THROUGH THE YEARS, MARY FELT like Gramly was haunting her. When she worked at the Smithsonian, she was startled to see cartons with Gramly’s name in the hallway, and to learn about Anne Abraham’s disappearance.

Mary had been careful to keep her number unlisted because she didn’t want Mick to find her. But he did once, in the early ’90s, to congratulate her on a piece she had published. Other than “Where did you get my number?” Mary didn’t ask any questions.

It wasn’t until years later, when Mary started Googling, that she realized the Jane Britton story had already found its way back to her. The articles about Jane’s case mentioned Don and Jill Mitchell. She knew them, Mary realized, and had for years. They had been going to the same annual meeting for Pacific Island anthropologists for as long as she could remember. Jill Mitchell—who once again went by her maiden name, Nash—spoke openly with Mary about her suspicions (she, like Don, favored Lee Parsons), while Mary shared her gut feelings about Gramly.

A year or so later, another woman, Patricia,i contacted Jill with similar concerns about Gramly. Patricia explained that she had known Gramly before graduate school, and that she, too, had had dubious enough interactions with him that news of Jane Britton’s murder had instantly turned her mind to Gramly. Decades later, still unable to shake this suspicion, Patricia had taken it upon herself to do her own investigation into Jane’s murder, which was how she ended up on the phone with Jill. Jill told Patricia she had a “twin” in Mary and soon put the two in touch.

In some ways, Mary and Patricia made the perfect odd couple. “She’s very, very persevering, and I’m sort of a flibbertigibbet,” Mary told me. Whereas Mary had the connections to the anthropology world and loved to do the talking, Patricia was the organized one, who drove hundreds of miles across the country for archives of obscure local papers. In the past decade, Patricia had given over a den in her house to Gramly material: maps, files upon files of research, bookshelves covered in volumes, both academic and popular, about getting inside the mind of a serial killer. Her family made fun of her for what she called her “strange hobby.”

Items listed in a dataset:
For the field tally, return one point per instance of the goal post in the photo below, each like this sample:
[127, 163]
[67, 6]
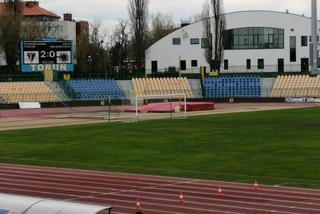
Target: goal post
[160, 106]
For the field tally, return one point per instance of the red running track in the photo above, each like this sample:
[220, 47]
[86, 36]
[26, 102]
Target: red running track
[158, 195]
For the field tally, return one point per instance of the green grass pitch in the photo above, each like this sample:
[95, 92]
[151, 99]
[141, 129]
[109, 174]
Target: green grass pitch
[273, 147]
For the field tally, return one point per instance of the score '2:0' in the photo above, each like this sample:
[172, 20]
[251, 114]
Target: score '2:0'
[44, 54]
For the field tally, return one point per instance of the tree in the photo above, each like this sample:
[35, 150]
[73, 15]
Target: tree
[119, 44]
[138, 15]
[213, 32]
[96, 50]
[10, 32]
[161, 26]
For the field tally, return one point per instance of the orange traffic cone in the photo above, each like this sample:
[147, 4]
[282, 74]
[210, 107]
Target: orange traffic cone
[256, 186]
[181, 198]
[138, 205]
[220, 192]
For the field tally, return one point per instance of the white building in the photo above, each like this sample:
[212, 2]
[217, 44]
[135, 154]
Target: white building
[256, 41]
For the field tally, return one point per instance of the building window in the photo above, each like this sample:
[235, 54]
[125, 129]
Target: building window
[176, 41]
[194, 63]
[304, 41]
[248, 64]
[226, 64]
[154, 66]
[183, 65]
[310, 38]
[204, 43]
[293, 49]
[260, 63]
[254, 38]
[194, 41]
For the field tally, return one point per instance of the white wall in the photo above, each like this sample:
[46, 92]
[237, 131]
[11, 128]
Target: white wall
[168, 55]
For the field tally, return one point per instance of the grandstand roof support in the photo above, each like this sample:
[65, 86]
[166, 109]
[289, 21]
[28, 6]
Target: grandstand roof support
[314, 42]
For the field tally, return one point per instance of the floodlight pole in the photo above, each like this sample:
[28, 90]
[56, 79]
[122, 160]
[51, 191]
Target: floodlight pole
[314, 39]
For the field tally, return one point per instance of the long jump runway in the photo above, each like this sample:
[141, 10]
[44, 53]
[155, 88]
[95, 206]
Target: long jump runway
[158, 195]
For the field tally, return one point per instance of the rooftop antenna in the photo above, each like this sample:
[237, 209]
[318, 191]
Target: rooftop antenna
[314, 42]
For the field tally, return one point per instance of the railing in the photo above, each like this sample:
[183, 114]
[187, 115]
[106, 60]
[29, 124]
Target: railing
[13, 97]
[68, 90]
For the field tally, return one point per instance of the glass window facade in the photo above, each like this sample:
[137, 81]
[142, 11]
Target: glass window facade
[254, 38]
[194, 63]
[204, 43]
[304, 41]
[194, 41]
[176, 41]
[260, 63]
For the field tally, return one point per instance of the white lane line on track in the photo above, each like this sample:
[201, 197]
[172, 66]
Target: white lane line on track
[205, 189]
[86, 172]
[244, 209]
[186, 180]
[144, 178]
[99, 195]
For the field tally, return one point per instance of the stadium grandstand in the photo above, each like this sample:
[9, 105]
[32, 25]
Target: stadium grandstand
[214, 88]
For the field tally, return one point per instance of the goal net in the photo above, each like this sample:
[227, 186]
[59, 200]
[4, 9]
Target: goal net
[160, 106]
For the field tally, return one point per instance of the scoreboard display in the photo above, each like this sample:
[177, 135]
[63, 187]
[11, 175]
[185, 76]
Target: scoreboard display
[40, 55]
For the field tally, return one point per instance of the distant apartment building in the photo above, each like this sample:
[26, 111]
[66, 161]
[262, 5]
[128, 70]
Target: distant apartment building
[53, 26]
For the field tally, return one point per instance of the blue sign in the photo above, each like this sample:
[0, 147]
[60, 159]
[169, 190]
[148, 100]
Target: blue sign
[38, 56]
[4, 211]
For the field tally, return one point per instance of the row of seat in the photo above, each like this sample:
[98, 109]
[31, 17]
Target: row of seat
[162, 86]
[15, 92]
[225, 87]
[96, 89]
[296, 86]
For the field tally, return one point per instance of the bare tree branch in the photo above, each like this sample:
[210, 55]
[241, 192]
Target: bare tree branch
[138, 15]
[214, 32]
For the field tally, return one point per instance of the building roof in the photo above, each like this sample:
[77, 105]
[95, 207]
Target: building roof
[30, 9]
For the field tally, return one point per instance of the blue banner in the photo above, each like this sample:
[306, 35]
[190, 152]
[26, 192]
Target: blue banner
[4, 211]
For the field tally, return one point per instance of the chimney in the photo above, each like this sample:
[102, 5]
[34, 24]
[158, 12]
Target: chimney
[67, 17]
[32, 3]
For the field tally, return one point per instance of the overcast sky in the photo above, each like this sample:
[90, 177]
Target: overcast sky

:: WHAT IS ASKED ::
a: Please print everything in the passage about Mary and Gramly from "THROUGH THE YEARS, MARY" down to "ask any questions.".
b: Render this sentence from the passage about Mary and Gramly in Spanish: "Mary had been careful to keep her number unlisted because she didn’t want Mick to find her."

:: ANSWERS TO EACH TASK ::
a:
THROUGH THE YEARS, MARY FELT like Gramly was haunting her. When she worked at the Smithsonian, she was startled to see cartons with Gramly’s name in the hallway, and to learn about Anne Abraham’s disappearance.

Mary had been careful to keep her number unlisted because she didn’t want Mick to find her. But he did once, in the early ’90s, to congratulate her on a piece she had published. Other than “Where did you get my number?” Mary didn’t ask any questions.

b: Mary había tenido cuidado de mantener su número fuera de la guía porque no quería que Mick la encontrara.